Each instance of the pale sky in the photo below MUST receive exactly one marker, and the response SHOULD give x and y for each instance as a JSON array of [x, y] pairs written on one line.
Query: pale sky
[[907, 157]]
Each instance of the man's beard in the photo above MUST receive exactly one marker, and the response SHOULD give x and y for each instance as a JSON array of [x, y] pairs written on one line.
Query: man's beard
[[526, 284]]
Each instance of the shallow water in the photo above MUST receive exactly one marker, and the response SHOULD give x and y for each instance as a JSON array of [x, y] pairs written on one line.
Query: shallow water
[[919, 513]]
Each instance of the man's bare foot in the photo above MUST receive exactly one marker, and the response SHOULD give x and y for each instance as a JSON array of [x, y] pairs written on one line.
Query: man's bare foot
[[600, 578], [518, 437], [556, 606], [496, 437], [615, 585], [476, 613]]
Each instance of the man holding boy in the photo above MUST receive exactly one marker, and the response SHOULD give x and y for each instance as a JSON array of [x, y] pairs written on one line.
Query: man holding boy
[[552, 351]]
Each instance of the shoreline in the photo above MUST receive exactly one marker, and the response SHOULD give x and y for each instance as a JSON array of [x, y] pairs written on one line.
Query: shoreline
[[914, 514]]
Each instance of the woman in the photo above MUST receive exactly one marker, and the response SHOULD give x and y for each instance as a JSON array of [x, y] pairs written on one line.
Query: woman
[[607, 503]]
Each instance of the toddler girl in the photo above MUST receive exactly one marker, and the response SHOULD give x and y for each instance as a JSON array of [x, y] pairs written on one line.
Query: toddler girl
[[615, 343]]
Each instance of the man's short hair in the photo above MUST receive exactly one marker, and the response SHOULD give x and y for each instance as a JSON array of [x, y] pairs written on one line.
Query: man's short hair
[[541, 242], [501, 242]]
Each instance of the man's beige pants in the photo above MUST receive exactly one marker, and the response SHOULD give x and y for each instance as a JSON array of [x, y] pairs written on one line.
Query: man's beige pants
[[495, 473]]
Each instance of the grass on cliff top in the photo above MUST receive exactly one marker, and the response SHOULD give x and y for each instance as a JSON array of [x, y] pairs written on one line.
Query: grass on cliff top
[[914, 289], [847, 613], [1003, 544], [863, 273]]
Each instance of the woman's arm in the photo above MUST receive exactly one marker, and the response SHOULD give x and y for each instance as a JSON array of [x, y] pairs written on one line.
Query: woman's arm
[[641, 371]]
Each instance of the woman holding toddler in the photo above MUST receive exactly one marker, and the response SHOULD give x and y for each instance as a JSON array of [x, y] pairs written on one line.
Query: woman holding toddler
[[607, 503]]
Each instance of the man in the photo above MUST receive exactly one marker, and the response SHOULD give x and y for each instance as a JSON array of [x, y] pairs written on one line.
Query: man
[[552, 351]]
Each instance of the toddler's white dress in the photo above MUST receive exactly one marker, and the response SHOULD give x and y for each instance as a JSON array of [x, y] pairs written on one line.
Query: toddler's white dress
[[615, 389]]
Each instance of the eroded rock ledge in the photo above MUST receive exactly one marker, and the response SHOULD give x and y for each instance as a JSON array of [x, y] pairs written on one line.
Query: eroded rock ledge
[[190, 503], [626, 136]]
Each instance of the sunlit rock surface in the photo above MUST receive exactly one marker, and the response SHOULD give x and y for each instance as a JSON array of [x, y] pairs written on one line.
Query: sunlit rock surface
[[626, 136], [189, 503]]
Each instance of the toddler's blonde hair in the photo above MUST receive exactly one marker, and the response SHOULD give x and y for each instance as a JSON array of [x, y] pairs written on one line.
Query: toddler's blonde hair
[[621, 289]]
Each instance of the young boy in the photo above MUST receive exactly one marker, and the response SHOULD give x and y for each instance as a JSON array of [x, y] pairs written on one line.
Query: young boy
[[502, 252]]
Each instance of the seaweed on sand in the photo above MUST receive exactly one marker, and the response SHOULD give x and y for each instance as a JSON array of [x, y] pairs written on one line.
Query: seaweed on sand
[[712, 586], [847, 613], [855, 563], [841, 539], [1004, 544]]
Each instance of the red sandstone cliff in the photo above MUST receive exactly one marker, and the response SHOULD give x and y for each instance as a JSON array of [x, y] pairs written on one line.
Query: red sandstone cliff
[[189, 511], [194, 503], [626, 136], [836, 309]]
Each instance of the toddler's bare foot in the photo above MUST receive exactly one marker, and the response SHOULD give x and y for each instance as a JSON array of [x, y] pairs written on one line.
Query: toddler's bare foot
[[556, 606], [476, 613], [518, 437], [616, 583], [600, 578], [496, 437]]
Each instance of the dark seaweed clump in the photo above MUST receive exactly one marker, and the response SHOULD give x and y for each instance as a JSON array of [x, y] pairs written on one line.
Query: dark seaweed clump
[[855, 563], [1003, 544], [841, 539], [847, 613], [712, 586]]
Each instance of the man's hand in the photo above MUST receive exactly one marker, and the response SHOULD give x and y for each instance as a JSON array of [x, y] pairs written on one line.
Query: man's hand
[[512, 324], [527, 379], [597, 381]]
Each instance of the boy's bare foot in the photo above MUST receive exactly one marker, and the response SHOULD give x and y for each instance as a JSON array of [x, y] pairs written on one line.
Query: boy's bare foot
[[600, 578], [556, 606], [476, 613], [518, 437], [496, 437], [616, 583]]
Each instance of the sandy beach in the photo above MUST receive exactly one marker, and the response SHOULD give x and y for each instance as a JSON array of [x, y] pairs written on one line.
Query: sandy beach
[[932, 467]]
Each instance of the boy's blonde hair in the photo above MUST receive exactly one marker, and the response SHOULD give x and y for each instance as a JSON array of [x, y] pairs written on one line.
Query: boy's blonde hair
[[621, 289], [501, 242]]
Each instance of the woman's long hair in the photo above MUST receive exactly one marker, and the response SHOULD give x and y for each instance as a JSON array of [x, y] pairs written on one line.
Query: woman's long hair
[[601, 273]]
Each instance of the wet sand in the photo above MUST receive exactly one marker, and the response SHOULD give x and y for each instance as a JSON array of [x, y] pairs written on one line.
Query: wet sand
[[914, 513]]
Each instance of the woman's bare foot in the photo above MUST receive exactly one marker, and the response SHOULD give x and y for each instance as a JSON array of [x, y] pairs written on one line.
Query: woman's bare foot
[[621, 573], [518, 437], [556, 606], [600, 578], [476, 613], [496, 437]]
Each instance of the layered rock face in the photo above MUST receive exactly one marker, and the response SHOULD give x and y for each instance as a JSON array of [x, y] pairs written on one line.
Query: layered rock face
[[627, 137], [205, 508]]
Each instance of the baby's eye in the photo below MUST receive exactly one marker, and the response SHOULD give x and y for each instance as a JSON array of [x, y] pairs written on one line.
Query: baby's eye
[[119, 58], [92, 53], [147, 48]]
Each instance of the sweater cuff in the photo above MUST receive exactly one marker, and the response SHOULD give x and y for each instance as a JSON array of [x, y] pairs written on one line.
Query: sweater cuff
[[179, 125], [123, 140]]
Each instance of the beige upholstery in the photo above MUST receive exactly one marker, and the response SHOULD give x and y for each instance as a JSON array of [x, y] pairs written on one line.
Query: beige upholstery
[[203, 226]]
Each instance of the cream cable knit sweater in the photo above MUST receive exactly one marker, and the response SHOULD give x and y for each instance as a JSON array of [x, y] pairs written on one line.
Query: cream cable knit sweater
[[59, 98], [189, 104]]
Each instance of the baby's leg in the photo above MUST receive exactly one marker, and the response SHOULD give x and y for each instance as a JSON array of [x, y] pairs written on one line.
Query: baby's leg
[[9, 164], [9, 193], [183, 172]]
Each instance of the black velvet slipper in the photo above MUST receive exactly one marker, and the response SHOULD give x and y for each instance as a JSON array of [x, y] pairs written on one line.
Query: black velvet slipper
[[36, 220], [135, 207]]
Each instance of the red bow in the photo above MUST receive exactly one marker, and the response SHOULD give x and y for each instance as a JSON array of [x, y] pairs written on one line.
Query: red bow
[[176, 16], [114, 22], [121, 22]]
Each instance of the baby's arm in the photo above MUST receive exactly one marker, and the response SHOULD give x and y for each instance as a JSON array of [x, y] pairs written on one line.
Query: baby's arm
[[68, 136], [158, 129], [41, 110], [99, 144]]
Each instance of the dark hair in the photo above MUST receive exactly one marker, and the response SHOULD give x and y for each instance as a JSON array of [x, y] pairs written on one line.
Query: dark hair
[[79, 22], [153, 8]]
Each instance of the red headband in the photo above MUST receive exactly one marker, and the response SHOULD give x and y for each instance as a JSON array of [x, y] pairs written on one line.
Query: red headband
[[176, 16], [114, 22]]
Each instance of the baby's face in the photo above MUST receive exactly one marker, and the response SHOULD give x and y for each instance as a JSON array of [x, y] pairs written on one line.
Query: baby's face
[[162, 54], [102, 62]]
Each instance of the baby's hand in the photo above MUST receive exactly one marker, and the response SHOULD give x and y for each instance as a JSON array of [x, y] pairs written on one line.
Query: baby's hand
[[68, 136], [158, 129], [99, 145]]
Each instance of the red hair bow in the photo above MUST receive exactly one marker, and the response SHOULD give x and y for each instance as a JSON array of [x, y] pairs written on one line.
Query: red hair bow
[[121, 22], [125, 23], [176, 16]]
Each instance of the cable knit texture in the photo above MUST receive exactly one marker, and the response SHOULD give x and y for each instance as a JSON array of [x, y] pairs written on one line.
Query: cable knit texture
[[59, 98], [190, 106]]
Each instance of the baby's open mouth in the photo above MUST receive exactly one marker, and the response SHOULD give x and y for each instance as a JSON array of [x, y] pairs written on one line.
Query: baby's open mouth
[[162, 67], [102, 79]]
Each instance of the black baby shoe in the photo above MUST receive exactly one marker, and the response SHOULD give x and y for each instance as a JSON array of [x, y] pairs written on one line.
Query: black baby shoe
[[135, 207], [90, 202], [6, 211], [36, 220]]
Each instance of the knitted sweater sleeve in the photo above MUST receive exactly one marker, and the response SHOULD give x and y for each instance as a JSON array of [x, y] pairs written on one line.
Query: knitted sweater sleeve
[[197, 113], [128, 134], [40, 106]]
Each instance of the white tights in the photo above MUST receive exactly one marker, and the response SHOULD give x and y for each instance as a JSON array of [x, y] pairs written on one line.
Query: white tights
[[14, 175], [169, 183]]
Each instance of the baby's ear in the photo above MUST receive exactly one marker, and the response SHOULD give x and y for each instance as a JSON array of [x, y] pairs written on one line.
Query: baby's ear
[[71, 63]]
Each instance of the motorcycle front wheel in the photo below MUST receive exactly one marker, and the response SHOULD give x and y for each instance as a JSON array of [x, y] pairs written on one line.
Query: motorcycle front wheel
----------
WHAT NEEDS TO BE DONE => Using the entries above, give the number of lines that carry the string "motorcycle", without anything else.

SOLUTION => 2